## DATASET ROWS:
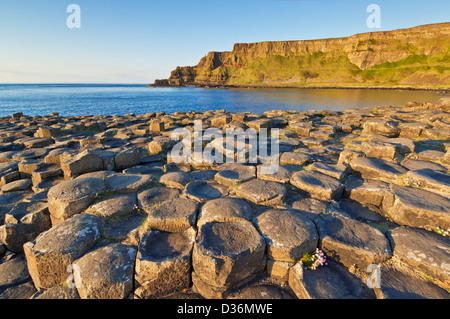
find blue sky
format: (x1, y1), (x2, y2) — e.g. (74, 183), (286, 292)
(0, 0), (450, 83)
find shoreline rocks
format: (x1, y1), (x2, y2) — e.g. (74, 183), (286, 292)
(0, 101), (450, 299)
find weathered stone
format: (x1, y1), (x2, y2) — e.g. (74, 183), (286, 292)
(256, 164), (303, 183)
(159, 171), (191, 188)
(48, 177), (105, 225)
(287, 198), (330, 220)
(0, 281), (36, 300)
(345, 179), (390, 207)
(23, 138), (53, 148)
(84, 194), (137, 220)
(401, 159), (447, 173)
(24, 214), (100, 289)
(197, 197), (254, 228)
(0, 255), (30, 293)
(338, 149), (365, 165)
(146, 198), (198, 233)
(289, 261), (375, 299)
(361, 140), (400, 160)
(417, 150), (445, 161)
(388, 227), (450, 282)
(0, 202), (51, 253)
(138, 187), (181, 213)
(404, 168), (450, 196)
(280, 152), (312, 165)
(214, 164), (256, 187)
(186, 181), (229, 202)
(363, 119), (400, 137)
(315, 215), (391, 268)
(374, 264), (449, 300)
(135, 228), (196, 299)
(308, 162), (348, 180)
(227, 284), (294, 300)
(382, 185), (450, 229)
(61, 150), (103, 179)
(149, 120), (164, 133)
(33, 286), (80, 300)
(148, 136), (174, 154)
(399, 122), (431, 138)
(44, 148), (76, 164)
(74, 244), (136, 299)
(192, 220), (266, 298)
(105, 173), (154, 194)
(236, 179), (286, 205)
(254, 209), (319, 262)
(114, 148), (141, 170)
(36, 126), (61, 138)
(1, 178), (33, 194)
(290, 170), (344, 200)
(31, 164), (63, 185)
(350, 157), (407, 182)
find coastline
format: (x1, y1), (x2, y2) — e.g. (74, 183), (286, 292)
(147, 84), (450, 94)
(0, 98), (450, 299)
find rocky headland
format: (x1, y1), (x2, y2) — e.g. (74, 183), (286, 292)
(150, 23), (450, 90)
(0, 99), (450, 299)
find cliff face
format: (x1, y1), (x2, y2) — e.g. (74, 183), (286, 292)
(155, 23), (450, 89)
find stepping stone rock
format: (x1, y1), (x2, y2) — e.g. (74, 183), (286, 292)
(288, 198), (330, 220)
(0, 254), (30, 293)
(74, 244), (136, 299)
(289, 261), (375, 299)
(401, 159), (447, 173)
(256, 164), (303, 184)
(350, 157), (407, 182)
(309, 162), (347, 180)
(0, 281), (36, 300)
(382, 185), (450, 229)
(186, 181), (229, 202)
(404, 169), (450, 196)
(227, 284), (294, 300)
(280, 152), (312, 165)
(114, 149), (141, 170)
(291, 170), (344, 201)
(362, 119), (400, 137)
(254, 209), (319, 262)
(135, 228), (196, 299)
(84, 194), (137, 220)
(236, 179), (286, 205)
(32, 286), (80, 300)
(197, 197), (254, 228)
(192, 220), (266, 298)
(47, 177), (105, 225)
(159, 171), (191, 188)
(61, 150), (103, 179)
(0, 202), (51, 253)
(361, 140), (400, 160)
(315, 215), (391, 268)
(105, 173), (153, 194)
(388, 227), (450, 282)
(24, 214), (100, 289)
(374, 264), (450, 300)
(214, 164), (256, 187)
(147, 198), (198, 233)
(138, 187), (181, 213)
(1, 178), (33, 194)
(345, 179), (390, 207)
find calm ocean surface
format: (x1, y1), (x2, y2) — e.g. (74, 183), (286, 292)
(0, 84), (448, 116)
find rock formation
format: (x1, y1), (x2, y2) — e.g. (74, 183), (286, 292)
(150, 23), (450, 89)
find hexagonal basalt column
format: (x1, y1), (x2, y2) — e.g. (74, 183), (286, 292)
(192, 220), (266, 298)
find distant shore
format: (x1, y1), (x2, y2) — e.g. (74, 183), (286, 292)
(147, 84), (450, 94)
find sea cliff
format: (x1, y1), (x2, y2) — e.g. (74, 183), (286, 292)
(150, 23), (450, 89)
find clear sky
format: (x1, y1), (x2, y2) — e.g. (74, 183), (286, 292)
(0, 0), (450, 83)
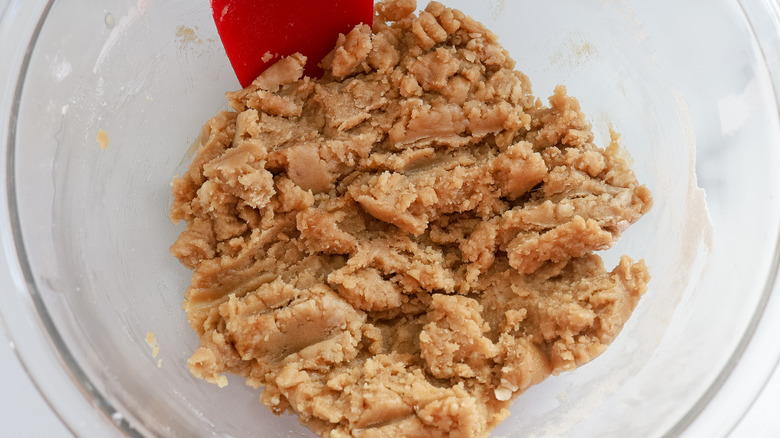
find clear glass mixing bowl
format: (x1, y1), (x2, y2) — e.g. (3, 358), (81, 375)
(0, 0), (780, 437)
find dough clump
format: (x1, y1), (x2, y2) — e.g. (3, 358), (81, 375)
(170, 0), (652, 438)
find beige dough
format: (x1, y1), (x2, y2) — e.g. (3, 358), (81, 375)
(171, 0), (651, 437)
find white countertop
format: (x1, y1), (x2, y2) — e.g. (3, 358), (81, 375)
(0, 326), (780, 438)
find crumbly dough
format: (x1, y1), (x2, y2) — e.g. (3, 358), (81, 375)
(171, 0), (651, 438)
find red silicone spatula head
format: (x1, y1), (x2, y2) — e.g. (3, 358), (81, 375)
(210, 0), (374, 87)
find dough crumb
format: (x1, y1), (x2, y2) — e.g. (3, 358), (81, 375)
(170, 0), (652, 438)
(95, 129), (108, 150)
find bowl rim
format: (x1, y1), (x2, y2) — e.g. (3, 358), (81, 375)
(0, 0), (780, 437)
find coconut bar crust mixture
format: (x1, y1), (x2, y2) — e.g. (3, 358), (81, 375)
(171, 0), (652, 438)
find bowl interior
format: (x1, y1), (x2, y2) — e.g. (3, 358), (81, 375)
(9, 0), (780, 437)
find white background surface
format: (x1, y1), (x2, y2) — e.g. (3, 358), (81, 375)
(0, 326), (780, 438)
(0, 0), (780, 438)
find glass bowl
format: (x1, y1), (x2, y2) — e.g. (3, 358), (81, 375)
(0, 0), (780, 437)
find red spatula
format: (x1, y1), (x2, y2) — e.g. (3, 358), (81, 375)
(210, 0), (374, 87)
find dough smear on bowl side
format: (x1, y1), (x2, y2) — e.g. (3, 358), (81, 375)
(171, 0), (652, 437)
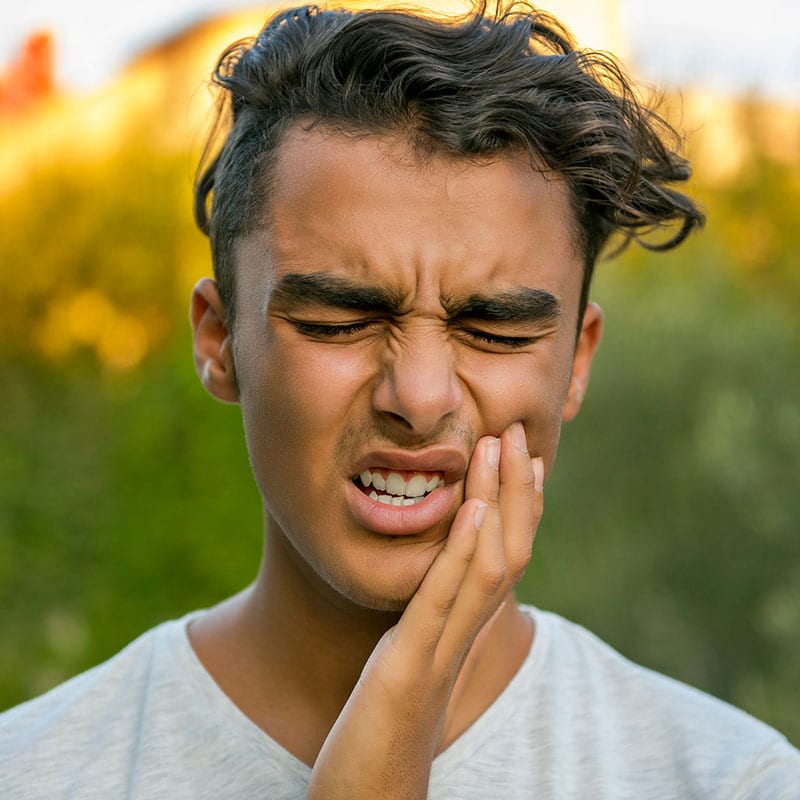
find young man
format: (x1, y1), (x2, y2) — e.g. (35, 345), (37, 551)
(0, 6), (800, 800)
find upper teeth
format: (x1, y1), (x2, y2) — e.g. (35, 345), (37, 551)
(359, 469), (444, 497)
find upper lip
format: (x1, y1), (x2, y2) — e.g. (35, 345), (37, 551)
(353, 445), (469, 483)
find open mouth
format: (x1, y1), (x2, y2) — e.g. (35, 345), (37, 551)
(353, 469), (444, 506)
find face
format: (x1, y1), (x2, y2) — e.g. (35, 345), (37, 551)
(196, 127), (600, 610)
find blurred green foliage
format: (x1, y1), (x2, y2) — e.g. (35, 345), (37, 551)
(0, 95), (800, 743)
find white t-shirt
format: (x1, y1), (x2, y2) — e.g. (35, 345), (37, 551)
(0, 609), (800, 800)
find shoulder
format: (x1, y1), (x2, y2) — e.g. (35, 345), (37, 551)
(531, 610), (800, 797)
(0, 621), (192, 797)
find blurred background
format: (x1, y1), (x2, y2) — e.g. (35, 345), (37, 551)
(0, 0), (800, 744)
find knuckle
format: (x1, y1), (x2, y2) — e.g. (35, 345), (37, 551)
(481, 564), (508, 597)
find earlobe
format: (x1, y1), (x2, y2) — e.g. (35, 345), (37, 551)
(561, 303), (603, 422)
(190, 278), (239, 403)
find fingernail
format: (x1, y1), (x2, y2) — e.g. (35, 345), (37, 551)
(486, 438), (500, 469)
(533, 457), (544, 492)
(511, 422), (528, 455)
(474, 503), (486, 531)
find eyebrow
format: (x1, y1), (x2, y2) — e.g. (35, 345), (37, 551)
(272, 272), (562, 324)
(272, 272), (403, 315)
(443, 287), (561, 324)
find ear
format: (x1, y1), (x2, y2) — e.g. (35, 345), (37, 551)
(561, 303), (603, 422)
(190, 278), (239, 403)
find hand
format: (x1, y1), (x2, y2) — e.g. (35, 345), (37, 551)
(307, 423), (544, 800)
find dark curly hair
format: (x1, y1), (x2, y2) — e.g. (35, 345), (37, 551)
(195, 2), (704, 324)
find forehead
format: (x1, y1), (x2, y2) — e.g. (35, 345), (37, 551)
(239, 126), (582, 312)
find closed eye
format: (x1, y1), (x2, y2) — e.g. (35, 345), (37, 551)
(292, 320), (374, 339)
(461, 328), (539, 350)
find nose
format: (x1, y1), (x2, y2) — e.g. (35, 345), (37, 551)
(373, 337), (464, 438)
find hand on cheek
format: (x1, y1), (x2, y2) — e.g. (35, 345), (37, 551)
(308, 423), (544, 800)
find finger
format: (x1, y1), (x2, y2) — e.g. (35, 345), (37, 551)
(436, 437), (507, 665)
(394, 499), (487, 656)
(498, 422), (543, 588)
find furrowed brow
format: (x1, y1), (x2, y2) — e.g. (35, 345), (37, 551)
(272, 272), (401, 314)
(444, 288), (561, 324)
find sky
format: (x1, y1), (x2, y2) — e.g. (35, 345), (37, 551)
(0, 0), (800, 105)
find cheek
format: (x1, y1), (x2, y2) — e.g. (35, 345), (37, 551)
(242, 336), (374, 466)
(464, 354), (570, 462)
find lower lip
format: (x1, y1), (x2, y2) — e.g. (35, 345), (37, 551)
(347, 481), (456, 536)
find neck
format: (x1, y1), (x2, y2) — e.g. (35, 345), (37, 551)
(189, 516), (531, 765)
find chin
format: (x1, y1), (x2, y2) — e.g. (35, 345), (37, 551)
(332, 543), (443, 614)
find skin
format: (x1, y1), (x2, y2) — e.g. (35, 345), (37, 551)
(190, 126), (601, 800)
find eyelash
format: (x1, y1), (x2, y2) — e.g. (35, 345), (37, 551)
(294, 320), (536, 349)
(294, 320), (373, 339)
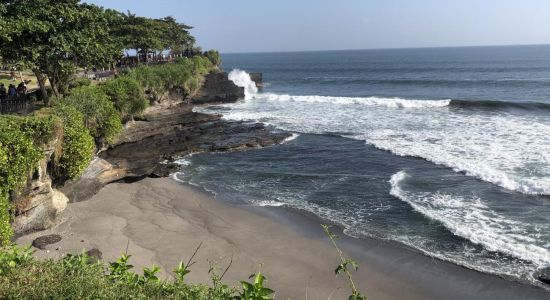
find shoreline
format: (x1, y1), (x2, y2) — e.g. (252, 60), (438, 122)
(17, 178), (549, 299)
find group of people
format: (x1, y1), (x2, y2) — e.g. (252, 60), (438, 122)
(0, 82), (27, 101)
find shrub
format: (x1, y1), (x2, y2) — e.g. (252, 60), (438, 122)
(101, 76), (148, 118)
(204, 50), (222, 66)
(54, 102), (95, 179)
(61, 86), (122, 143)
(124, 55), (217, 101)
(0, 116), (54, 244)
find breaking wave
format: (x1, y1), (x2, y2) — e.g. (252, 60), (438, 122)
(390, 171), (550, 267)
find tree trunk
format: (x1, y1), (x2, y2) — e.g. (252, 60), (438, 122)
(33, 69), (50, 106)
(48, 76), (61, 99)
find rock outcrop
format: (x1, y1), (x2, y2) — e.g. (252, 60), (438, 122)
(12, 138), (69, 236)
(62, 103), (289, 202)
(191, 72), (244, 104)
(535, 267), (550, 285)
(248, 72), (264, 88)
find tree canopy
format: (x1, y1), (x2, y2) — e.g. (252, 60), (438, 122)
(113, 12), (195, 60)
(0, 0), (122, 96)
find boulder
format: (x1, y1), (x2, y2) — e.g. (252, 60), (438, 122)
(32, 234), (61, 250)
(191, 73), (245, 104)
(249, 72), (264, 88)
(535, 267), (550, 284)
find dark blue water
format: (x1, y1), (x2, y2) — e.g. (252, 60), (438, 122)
(175, 46), (550, 284)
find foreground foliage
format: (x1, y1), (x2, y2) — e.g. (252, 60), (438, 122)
(0, 116), (54, 244)
(0, 246), (273, 300)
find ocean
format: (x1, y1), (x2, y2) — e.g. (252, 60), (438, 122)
(174, 46), (550, 284)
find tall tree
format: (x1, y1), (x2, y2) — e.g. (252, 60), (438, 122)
(162, 17), (195, 55)
(113, 12), (195, 61)
(0, 0), (122, 99)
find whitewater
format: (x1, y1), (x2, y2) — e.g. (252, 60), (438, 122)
(208, 70), (550, 195)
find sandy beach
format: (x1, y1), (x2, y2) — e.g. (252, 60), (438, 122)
(17, 178), (550, 299)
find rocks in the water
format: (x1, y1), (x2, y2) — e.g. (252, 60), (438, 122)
(32, 234), (61, 250)
(249, 72), (264, 88)
(535, 267), (550, 284)
(86, 248), (103, 263)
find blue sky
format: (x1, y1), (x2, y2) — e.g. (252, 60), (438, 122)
(85, 0), (550, 53)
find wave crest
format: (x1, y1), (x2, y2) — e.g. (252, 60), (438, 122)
(390, 171), (550, 267)
(262, 94), (451, 108)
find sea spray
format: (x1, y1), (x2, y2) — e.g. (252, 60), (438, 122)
(390, 171), (550, 267)
(228, 69), (258, 99)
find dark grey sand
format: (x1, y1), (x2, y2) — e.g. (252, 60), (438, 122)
(17, 179), (550, 300)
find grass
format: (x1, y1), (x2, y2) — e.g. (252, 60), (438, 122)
(0, 71), (38, 90)
(0, 225), (367, 300)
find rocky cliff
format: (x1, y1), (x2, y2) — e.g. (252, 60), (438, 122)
(13, 73), (288, 235)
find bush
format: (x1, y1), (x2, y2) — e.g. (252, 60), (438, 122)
(0, 247), (243, 300)
(124, 55), (217, 101)
(69, 77), (92, 90)
(61, 86), (122, 143)
(54, 102), (95, 179)
(0, 116), (54, 244)
(101, 76), (148, 118)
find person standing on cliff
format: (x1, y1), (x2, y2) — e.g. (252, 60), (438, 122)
(0, 83), (8, 101)
(8, 84), (17, 99)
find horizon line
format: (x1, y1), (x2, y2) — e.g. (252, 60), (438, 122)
(220, 43), (550, 55)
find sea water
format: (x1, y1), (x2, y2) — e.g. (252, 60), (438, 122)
(175, 46), (550, 284)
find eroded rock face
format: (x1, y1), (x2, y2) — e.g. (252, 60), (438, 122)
(62, 103), (289, 202)
(192, 73), (244, 104)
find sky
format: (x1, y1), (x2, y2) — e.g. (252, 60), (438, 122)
(85, 0), (550, 53)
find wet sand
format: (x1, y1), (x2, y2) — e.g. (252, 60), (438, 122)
(17, 178), (550, 300)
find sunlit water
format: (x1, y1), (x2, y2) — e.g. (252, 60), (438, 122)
(175, 46), (550, 283)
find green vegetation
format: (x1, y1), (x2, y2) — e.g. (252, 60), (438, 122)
(53, 103), (95, 180)
(101, 76), (149, 119)
(0, 116), (54, 244)
(61, 86), (122, 143)
(0, 246), (273, 300)
(0, 0), (121, 99)
(204, 50), (222, 66)
(113, 12), (195, 62)
(123, 55), (216, 101)
(321, 225), (367, 300)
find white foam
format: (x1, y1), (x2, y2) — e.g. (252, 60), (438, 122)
(228, 69), (258, 99)
(282, 133), (300, 144)
(201, 94), (550, 195)
(263, 94), (451, 108)
(390, 171), (550, 267)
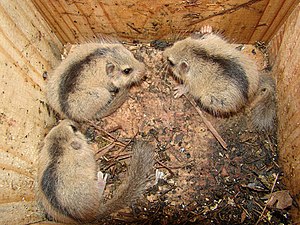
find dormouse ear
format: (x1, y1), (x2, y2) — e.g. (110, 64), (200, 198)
(71, 141), (82, 150)
(106, 62), (115, 76)
(179, 61), (190, 74)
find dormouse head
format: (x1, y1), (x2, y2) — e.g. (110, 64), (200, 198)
(106, 44), (145, 88)
(45, 119), (86, 155)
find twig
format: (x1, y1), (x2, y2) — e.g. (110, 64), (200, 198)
(114, 131), (139, 159)
(255, 173), (279, 225)
(86, 120), (124, 145)
(96, 142), (116, 157)
(184, 95), (227, 150)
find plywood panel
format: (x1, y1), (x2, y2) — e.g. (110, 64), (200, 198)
(270, 5), (300, 223)
(0, 0), (62, 224)
(32, 0), (299, 43)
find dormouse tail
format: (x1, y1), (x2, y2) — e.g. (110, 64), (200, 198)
(98, 141), (154, 219)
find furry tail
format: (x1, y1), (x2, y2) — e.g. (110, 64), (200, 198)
(98, 141), (154, 219)
(251, 74), (277, 132)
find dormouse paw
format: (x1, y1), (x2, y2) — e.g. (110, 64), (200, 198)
(200, 25), (212, 34)
(97, 171), (108, 195)
(174, 85), (188, 98)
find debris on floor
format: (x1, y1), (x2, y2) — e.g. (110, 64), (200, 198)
(77, 41), (292, 224)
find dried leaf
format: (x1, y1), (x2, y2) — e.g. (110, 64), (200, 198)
(267, 190), (293, 209)
(241, 210), (247, 223)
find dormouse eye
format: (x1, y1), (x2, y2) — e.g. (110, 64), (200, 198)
(167, 58), (175, 67)
(70, 125), (78, 133)
(122, 68), (133, 75)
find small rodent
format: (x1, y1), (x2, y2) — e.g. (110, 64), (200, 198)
(46, 41), (145, 122)
(163, 26), (276, 131)
(163, 26), (259, 116)
(37, 119), (154, 224)
(250, 73), (277, 132)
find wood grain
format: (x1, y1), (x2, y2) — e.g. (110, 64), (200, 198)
(32, 0), (298, 43)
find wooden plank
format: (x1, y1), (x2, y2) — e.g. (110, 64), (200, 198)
(270, 5), (300, 223)
(33, 0), (278, 43)
(0, 0), (62, 224)
(261, 0), (299, 42)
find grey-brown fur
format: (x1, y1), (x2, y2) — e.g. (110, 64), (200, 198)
(46, 42), (145, 121)
(38, 120), (154, 224)
(251, 74), (277, 132)
(163, 25), (259, 116)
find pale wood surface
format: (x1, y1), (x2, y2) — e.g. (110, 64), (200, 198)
(270, 5), (300, 222)
(0, 0), (62, 224)
(32, 0), (299, 43)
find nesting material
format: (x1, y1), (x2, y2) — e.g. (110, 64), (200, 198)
(61, 43), (289, 224)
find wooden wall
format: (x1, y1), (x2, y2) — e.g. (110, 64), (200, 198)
(270, 5), (300, 221)
(0, 0), (62, 225)
(32, 0), (299, 43)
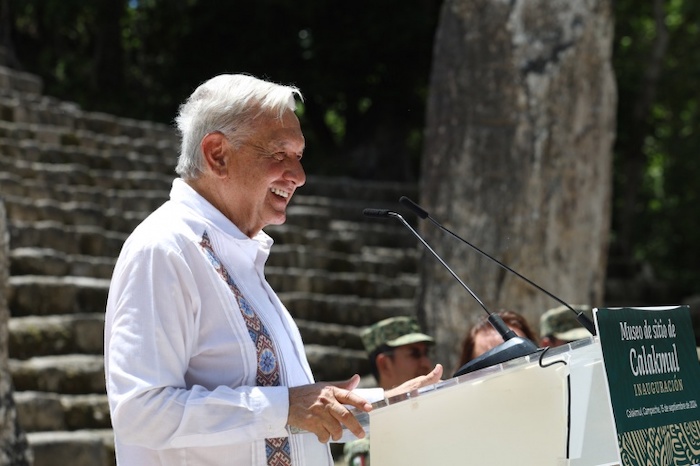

## WHAT YOU SHOULD DO:
Copy everything from the start of the material down through the line that holds "(0, 101), (450, 299)", both ends included, and leave out the pictures.

## THE REPLY:
find blue sky
format: (x1, y1), (x2, y2) — e.g. (74, 183), (286, 292)
(0, 0), (450, 83)
find shoreline rocks
format: (x1, y1), (x2, y2) — e.g. (74, 183), (286, 292)
(0, 101), (450, 299)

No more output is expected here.